THE EXERCISE:
Take the line that contains "[tag] one dot per instance, sample [541,466]." and each line after it in the material below, and transcribe them exactly, stopping at the end.

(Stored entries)
※ ※ ※

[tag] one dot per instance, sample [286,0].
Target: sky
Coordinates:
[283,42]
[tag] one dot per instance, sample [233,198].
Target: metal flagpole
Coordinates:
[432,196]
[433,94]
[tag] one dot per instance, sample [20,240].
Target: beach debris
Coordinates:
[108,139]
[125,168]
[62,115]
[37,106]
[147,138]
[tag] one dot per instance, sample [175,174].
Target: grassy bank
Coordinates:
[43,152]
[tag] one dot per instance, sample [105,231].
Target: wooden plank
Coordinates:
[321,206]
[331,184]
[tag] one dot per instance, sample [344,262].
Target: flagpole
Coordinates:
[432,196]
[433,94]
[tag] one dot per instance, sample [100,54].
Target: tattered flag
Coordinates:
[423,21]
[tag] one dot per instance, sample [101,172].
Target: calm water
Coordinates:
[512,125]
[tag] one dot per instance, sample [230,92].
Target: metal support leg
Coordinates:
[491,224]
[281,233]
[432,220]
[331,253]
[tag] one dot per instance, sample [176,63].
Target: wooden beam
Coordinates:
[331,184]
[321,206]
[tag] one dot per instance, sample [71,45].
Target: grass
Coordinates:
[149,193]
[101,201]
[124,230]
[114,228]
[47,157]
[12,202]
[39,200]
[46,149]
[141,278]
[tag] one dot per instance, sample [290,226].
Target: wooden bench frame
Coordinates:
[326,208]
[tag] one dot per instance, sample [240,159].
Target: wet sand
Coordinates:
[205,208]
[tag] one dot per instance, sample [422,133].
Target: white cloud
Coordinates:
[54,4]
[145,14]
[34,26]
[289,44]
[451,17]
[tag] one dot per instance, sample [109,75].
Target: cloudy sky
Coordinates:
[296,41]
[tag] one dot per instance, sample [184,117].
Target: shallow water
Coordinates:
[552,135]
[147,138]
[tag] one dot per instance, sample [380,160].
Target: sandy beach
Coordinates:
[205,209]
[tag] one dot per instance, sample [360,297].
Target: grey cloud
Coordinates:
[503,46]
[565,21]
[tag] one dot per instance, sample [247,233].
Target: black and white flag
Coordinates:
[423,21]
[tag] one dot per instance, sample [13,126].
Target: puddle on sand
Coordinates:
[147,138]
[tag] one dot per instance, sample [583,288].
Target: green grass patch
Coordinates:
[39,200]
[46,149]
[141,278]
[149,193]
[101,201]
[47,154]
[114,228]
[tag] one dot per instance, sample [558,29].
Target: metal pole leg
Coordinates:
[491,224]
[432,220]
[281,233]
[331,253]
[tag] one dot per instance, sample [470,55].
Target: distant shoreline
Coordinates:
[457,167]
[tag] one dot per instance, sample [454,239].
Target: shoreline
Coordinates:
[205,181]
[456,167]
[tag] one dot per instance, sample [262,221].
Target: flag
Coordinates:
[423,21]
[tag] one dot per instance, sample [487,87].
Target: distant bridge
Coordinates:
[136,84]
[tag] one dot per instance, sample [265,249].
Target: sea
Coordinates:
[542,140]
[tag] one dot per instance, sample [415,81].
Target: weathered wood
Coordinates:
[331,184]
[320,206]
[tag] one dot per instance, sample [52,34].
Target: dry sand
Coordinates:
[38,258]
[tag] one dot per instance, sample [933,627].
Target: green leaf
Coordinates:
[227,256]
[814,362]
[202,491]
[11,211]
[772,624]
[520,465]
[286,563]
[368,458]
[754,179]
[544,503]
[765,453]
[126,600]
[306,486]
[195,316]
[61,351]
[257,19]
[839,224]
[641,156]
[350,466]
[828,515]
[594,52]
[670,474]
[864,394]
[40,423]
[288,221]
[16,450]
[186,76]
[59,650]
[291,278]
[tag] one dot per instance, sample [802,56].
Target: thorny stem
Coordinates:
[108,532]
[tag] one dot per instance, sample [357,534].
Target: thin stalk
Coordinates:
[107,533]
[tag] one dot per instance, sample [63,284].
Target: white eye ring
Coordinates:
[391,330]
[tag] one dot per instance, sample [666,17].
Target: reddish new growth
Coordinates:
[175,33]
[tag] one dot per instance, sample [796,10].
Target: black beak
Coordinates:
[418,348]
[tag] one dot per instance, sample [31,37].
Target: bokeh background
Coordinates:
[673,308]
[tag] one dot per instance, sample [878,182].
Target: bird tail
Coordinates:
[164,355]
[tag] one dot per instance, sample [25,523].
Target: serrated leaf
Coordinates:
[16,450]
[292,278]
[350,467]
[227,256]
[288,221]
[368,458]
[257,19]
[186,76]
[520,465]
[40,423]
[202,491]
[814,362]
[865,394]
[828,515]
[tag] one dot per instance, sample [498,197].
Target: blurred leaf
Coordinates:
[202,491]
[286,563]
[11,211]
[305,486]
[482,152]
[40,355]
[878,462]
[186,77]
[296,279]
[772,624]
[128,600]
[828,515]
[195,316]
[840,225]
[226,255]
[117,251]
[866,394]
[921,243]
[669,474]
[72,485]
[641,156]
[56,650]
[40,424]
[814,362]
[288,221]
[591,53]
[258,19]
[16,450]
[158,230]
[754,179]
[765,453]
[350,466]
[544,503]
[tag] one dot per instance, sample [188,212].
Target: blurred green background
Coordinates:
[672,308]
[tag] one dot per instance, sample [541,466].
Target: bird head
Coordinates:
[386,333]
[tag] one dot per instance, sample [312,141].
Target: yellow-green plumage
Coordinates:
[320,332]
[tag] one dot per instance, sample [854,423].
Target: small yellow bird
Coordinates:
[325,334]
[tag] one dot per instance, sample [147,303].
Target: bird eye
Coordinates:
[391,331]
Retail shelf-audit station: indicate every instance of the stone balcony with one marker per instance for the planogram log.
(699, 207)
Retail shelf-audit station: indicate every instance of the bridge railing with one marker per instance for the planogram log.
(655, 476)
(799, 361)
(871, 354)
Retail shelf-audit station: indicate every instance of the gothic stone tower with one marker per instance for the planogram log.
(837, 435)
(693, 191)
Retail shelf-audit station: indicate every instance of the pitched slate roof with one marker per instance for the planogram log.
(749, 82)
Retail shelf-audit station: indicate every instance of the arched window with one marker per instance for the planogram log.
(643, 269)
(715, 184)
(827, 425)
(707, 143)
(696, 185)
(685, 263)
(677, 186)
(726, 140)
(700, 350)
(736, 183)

※ ※ ※

OUTPUT BELOW:
[tag] one dot per instance, sample [541,466].
Target: bird head
Coordinates:
[386,333]
[tag] one dot per instance, sample [312,141].
Target: yellow-green plumage
Coordinates:
[320,332]
[tag] one dot per instance, sample [854,423].
Target: small yellow bird
Coordinates:
[325,334]
[tag] one dot per instance, sample [147,303].
Target: bird eye
Coordinates:
[391,331]
Retail shelf-audit station: indicate every instance of the stone balcony with one marker per instance for the planogram log.
(699, 207)
Retail shelf-audit station: indicate every instance of the bridge railing with one marker per instance for the planogram log.
(655, 476)
(799, 361)
(871, 354)
Retail shelf-audit station: indicate every instance of the gothic stone tower with one marker per instance for the planogram log.
(837, 435)
(693, 191)
Retail shelf-audit station: indicate every instance of the pitched slate roof with one marker per instance for the planogram log.
(749, 82)
Retail shelf-audit station: indicate every instance of the arched window with one marker per instance for the planogram log.
(643, 269)
(715, 184)
(827, 425)
(707, 143)
(696, 185)
(685, 263)
(677, 186)
(726, 140)
(700, 350)
(736, 183)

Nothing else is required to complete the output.